[START OF Rows]
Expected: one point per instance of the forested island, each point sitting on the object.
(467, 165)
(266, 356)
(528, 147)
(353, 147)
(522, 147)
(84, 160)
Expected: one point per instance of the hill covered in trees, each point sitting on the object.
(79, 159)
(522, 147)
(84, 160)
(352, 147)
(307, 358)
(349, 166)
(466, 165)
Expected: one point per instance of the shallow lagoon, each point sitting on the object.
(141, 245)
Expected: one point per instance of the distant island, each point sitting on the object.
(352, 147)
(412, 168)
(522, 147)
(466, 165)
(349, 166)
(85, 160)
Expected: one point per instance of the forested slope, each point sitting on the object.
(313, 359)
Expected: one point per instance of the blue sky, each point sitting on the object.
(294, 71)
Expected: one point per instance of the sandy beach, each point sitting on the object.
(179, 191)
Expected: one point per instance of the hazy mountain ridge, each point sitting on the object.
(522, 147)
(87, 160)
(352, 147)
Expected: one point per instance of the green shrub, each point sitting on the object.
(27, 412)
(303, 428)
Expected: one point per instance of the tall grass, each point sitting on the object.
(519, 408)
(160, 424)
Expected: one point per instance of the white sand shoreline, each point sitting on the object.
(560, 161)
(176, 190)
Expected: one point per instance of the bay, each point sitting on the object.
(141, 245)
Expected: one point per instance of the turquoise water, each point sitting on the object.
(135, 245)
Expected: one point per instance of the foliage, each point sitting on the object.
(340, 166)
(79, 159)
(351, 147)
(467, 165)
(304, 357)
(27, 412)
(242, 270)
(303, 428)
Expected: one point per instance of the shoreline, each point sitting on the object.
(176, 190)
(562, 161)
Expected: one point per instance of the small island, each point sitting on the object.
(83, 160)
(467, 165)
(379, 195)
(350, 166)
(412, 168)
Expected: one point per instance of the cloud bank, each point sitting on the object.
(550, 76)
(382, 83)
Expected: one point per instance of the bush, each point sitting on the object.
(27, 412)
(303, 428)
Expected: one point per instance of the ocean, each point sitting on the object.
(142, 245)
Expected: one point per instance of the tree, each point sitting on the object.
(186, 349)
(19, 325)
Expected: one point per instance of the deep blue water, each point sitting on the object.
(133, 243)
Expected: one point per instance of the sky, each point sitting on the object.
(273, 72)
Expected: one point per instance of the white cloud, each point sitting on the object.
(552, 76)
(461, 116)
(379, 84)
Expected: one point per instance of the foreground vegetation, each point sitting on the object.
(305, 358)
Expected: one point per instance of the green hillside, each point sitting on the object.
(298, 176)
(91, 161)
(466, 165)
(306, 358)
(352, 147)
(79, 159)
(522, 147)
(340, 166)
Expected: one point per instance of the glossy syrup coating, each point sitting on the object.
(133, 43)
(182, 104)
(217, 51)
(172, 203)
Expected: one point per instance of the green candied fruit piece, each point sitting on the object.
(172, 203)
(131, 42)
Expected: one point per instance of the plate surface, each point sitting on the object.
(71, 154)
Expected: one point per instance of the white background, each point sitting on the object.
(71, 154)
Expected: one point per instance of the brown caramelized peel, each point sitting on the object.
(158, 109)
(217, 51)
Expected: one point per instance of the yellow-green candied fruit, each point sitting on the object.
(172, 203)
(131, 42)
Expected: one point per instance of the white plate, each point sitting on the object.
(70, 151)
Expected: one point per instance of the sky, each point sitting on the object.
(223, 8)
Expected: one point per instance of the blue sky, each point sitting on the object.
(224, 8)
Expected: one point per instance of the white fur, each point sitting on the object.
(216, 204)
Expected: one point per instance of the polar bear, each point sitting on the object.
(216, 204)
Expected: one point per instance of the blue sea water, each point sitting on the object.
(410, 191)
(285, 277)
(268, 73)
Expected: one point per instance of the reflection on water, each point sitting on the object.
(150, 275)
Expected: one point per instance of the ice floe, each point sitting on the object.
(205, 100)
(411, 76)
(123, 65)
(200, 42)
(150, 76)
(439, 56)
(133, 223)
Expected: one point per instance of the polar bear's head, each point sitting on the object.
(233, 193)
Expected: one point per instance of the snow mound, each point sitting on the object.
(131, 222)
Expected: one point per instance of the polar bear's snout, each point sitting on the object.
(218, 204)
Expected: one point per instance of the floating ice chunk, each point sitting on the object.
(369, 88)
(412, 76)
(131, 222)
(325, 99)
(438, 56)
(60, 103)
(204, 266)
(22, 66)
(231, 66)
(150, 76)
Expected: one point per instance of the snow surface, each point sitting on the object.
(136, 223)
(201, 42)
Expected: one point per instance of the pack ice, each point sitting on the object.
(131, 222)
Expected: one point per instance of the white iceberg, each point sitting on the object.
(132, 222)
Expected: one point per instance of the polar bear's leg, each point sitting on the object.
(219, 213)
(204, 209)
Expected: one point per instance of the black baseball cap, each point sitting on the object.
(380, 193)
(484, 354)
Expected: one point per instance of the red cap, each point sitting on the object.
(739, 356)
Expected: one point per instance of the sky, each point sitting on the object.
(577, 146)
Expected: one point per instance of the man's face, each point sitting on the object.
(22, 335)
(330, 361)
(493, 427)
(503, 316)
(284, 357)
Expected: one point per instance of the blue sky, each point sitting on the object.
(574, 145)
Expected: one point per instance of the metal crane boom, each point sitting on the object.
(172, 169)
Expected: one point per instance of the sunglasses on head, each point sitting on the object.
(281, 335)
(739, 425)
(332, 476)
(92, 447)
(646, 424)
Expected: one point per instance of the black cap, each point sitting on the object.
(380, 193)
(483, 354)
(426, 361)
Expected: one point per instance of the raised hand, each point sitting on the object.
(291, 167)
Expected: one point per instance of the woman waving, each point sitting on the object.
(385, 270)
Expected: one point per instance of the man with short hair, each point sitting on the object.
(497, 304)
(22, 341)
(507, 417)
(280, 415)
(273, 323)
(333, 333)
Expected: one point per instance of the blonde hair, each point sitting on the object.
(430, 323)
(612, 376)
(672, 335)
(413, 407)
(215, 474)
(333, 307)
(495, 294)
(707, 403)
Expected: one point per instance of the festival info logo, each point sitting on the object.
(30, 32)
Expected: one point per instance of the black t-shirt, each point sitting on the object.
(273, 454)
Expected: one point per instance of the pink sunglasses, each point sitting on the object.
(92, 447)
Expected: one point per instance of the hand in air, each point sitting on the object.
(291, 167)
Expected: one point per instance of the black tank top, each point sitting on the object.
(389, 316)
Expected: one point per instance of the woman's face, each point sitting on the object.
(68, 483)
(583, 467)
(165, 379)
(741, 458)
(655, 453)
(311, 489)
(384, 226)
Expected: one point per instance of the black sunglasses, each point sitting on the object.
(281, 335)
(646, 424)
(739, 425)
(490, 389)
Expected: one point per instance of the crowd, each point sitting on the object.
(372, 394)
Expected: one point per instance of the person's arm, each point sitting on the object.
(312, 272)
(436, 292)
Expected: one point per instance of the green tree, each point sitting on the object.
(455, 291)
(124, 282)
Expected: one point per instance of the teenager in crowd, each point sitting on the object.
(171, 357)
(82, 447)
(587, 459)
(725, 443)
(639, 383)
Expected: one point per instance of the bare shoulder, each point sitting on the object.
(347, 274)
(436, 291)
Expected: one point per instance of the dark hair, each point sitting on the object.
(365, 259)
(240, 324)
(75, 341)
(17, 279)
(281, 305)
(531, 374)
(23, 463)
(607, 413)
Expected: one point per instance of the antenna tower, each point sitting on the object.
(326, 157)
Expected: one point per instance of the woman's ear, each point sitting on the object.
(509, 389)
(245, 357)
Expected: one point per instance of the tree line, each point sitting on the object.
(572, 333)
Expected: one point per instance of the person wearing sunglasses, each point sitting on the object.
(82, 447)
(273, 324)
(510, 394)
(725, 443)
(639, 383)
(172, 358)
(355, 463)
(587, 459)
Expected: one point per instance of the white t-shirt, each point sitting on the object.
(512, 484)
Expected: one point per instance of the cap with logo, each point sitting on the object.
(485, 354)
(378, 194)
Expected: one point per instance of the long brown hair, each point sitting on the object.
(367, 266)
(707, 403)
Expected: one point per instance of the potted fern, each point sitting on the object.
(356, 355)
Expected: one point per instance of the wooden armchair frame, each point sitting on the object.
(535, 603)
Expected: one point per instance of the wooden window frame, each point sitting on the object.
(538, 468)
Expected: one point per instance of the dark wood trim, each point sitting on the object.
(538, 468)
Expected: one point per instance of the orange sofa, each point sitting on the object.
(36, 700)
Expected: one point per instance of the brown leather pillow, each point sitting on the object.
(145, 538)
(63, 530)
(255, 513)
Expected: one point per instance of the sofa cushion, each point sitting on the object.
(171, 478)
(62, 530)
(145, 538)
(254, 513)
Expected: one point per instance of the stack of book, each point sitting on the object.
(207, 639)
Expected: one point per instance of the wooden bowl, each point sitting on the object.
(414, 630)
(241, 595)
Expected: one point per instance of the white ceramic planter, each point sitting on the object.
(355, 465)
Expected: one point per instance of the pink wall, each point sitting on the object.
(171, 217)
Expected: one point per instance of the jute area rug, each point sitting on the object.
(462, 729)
[END OF Rows]
(Set exercise)
Please give the lines of the listing above as a numbered list, starting at the line containing "Expected: one point per instance of the pink wall, each" and continuing through the end of the listing, with blank lines left out.

(Output of the exercise)
1. Expected: one point per instance of the pink wall, each point sitting on the object.
2. (171, 217)
3. Expected: one point per instance of the jute area rug, each point sitting on the object.
4. (462, 729)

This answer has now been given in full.